** Passage for review follows **

Opposition leader Morgan Tsvangirai takes the prime minister’s oath tomorrow as part of a power-sharing agreement with longtime President Robert Mugabe that Zimbabweans hope will bring help as they suffer through economic and humanitarian crises.

But quick solutions are unlikely given the enormity of Zimbabwe’s problems and the legacy of a long, bloody rivalry between Tsvangirai and Mugabe.

Neighbouring leaders who pushed for the coalition say once they join in the unity government, the two men will overcome mutual mistrust and work together for the good of their country amid an economic meltdown and cholera epidemic that has killed 3,400 people.

History will judge whether that hope is naive or prescient.

Tsvangirai told reporters Tuesday he did not see himself as joining Mugabe, who remains president under the agreement originally reached in September.

“This is part of a transition arrangement that has been negotiated,” Tsvangirai said. “No one is joining anyone.” Mugabe, who turns 85 on February 21 and has been in power since independence from Britain in 1980, has so far treated the 56-year-old Tsvangirai as a junior partner at best, often not bothering to hide his contempt.

But Tsvangirai won the most votes in the first round of the presidential election held almost a year ago, and withdrew from a June runoff only because of attacks on his supporters.

Tsvangirai’s party, the Movement for Democratic Change, also broke ZANU-PF’s lock on parliament for the first time since independence in those March 2008 elections.

The two men have clashed repeatedly since the decade-old MDC emerged as the most serious threat to the ruling regime since independence.

Tsvangirai has been beaten and jailed by Mugabe’s security forces.

In 2007, police attacked him after he held an opposition meeting the government had banned.

Images shown on news broadcasts around the world of his bruised and bloodied face came to symbolize the challenges his movement faced.

Once Tsvangirai is sworn in tomorrow and the rest of the Cabinet on Friday, the coalition agreement calls for the government to make its priority reviving an economy the opposition accuses Mugabe of destroying through corruption and mismanagement.

The world’s highest inflation rate has left millions of Zimbabweans dependent on international food aid to survive.

Even if the factions can put aside their own differences, they can’t do much without foreign help.

The world’s main donor, the United States, has made clear the money won’t flow if Mugabe tries to sideline Tsvangirai.

Tsvangirai announced Tuesday that one of his most senior aides, Tendai Biti, would head the finance ministry.

** End of Passage for review **
** Provided material follows **

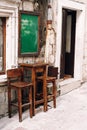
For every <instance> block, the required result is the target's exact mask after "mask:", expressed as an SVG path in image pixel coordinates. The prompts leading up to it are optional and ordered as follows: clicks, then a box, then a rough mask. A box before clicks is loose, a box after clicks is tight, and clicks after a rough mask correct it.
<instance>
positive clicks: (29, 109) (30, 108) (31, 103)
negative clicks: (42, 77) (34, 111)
mask: <svg viewBox="0 0 87 130" xmlns="http://www.w3.org/2000/svg"><path fill="white" fill-rule="evenodd" d="M29 102H30V109H29V111H30V117H31V118H32V115H33V112H32V110H33V106H32V86H30V88H29Z"/></svg>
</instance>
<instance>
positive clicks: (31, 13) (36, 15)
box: [18, 11, 40, 57]
mask: <svg viewBox="0 0 87 130" xmlns="http://www.w3.org/2000/svg"><path fill="white" fill-rule="evenodd" d="M22 15H25V16H28V17H29V16H32V17H37V19H38V25H37V26H38V30H37V50H36V51H33V52H30V50H29V51H28V52H21V48H22V42H21V41H22V38H21V30H22V27H21V20H22ZM32 20H33V19H32ZM39 30H40V14H39V13H37V12H30V11H19V44H18V55H19V57H22V56H23V57H25V56H26V57H27V56H38V55H39V50H40V31H39ZM33 33H35V32H33ZM26 44H27V45H29V44H32V45H34V44H35V43H33V42H32V43H30V42H29V41H28V43H26Z"/></svg>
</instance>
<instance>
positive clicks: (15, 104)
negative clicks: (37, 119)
mask: <svg viewBox="0 0 87 130" xmlns="http://www.w3.org/2000/svg"><path fill="white" fill-rule="evenodd" d="M30 104H31V103H29V102H28V103H24V104H22V107H25V106H28V105H30ZM11 105H13V106H15V107H18V103H11Z"/></svg>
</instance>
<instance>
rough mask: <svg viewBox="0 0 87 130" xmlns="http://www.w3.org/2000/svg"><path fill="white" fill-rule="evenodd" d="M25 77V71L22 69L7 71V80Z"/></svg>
mask: <svg viewBox="0 0 87 130" xmlns="http://www.w3.org/2000/svg"><path fill="white" fill-rule="evenodd" d="M22 76H23V71H22V69H21V68H15V69H9V70H7V78H8V79H11V78H20V77H22Z"/></svg>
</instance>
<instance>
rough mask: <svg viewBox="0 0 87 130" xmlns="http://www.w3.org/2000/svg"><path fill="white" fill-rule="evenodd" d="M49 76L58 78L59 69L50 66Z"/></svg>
mask: <svg viewBox="0 0 87 130" xmlns="http://www.w3.org/2000/svg"><path fill="white" fill-rule="evenodd" d="M48 76H51V77H56V79H57V78H58V67H54V66H48Z"/></svg>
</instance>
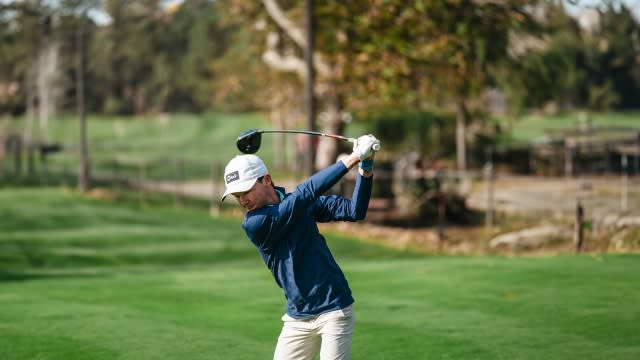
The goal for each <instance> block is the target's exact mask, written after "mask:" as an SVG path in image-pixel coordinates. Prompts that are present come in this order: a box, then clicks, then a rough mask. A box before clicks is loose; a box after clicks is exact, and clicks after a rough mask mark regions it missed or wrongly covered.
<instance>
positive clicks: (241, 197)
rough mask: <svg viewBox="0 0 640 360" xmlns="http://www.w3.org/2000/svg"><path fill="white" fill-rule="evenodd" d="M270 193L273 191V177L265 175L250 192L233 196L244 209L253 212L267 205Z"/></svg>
mask: <svg viewBox="0 0 640 360" xmlns="http://www.w3.org/2000/svg"><path fill="white" fill-rule="evenodd" d="M270 191H273V186H272V185H271V176H270V175H265V176H263V177H262V179H258V180H257V181H256V183H255V184H253V187H252V188H251V189H249V191H245V192H238V193H233V196H234V197H235V198H236V200H237V201H238V204H240V205H242V207H243V208H245V209H247V210H249V211H252V210H255V209H259V208H261V207H263V206H265V205H267V200H268V199H269V192H270Z"/></svg>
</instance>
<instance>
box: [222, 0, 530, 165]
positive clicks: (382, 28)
mask: <svg viewBox="0 0 640 360" xmlns="http://www.w3.org/2000/svg"><path fill="white" fill-rule="evenodd" d="M530 2H531V1H519V0H510V1H499V2H498V1H482V0H476V1H472V0H461V1H458V0H431V1H415V2H411V3H407V2H402V1H385V2H371V1H359V0H355V1H349V2H340V1H324V2H322V3H321V4H318V6H317V7H316V9H315V16H316V21H317V24H318V25H317V28H318V33H317V50H316V53H315V56H314V60H315V64H316V65H315V70H316V72H317V75H318V76H317V85H316V95H317V97H318V99H319V106H320V107H321V108H322V109H323V110H324V114H325V117H324V119H325V122H323V123H322V124H320V125H321V127H322V128H323V131H325V132H337V133H340V132H341V131H342V129H343V126H344V124H343V123H342V121H341V115H342V114H343V113H344V112H345V111H346V109H350V110H356V111H357V110H363V109H366V108H367V107H370V106H371V105H372V104H375V105H378V106H401V107H402V106H403V107H413V106H416V105H417V106H427V104H431V105H433V104H434V103H435V102H436V101H437V100H438V99H439V98H440V99H444V100H445V104H453V106H452V107H453V108H454V109H456V111H457V113H458V114H459V115H458V123H459V129H460V131H459V133H458V140H459V141H458V142H459V144H460V146H459V149H458V153H459V160H458V165H459V167H460V168H465V167H466V160H465V158H464V154H465V153H466V150H465V148H464V144H465V134H464V131H463V130H464V128H465V125H466V123H467V122H468V121H469V120H468V116H469V114H468V111H467V105H466V103H467V101H468V99H469V98H470V97H474V96H476V95H477V94H479V92H480V91H481V90H482V89H483V88H484V86H485V84H486V79H487V71H488V66H489V64H491V63H493V62H495V61H497V60H498V59H500V58H502V57H504V56H506V54H507V50H508V44H509V33H510V31H512V30H513V29H514V28H519V27H524V26H525V25H529V24H530V23H532V21H531V16H530V15H529V14H528V13H527V11H526V5H528V4H529V3H530ZM234 3H235V4H236V6H237V7H238V8H240V9H242V10H243V11H244V12H245V13H249V14H251V15H252V16H254V17H255V18H258V19H264V20H262V21H265V22H266V25H264V26H262V27H260V28H259V30H260V32H261V33H262V38H263V41H265V45H264V47H263V55H262V57H263V59H264V60H265V62H266V63H267V64H268V65H269V66H270V67H271V68H272V69H274V70H277V71H287V72H290V73H294V74H296V75H297V76H298V80H301V79H304V77H305V76H306V74H305V71H304V62H303V59H302V56H301V54H302V49H303V48H304V46H305V39H304V36H303V35H304V32H303V30H302V25H301V24H302V19H301V15H302V11H301V7H300V6H299V3H297V2H291V1H276V0H263V2H262V3H263V6H264V8H263V10H264V11H263V12H262V13H261V12H260V9H259V8H256V7H255V5H252V4H251V2H248V1H241V0H237V1H235V2H234ZM424 99H427V100H424ZM323 145H324V146H323ZM336 146H337V145H336V144H335V143H330V142H320V146H319V149H318V159H317V161H316V165H317V166H322V165H326V164H327V163H329V162H331V161H333V159H334V158H335V155H336V151H335V150H336ZM323 155H325V156H324V157H322V156H323Z"/></svg>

** End of Provided material **

§ **Instructions for the task**
Put this sentence from the article on Zimbabwe's power-sharing deal into Spanish: "History will judge whether that hope is naive or prescient."

§ **Response area**
La historia juzgará si esa esperanza es ingenua o clarividente.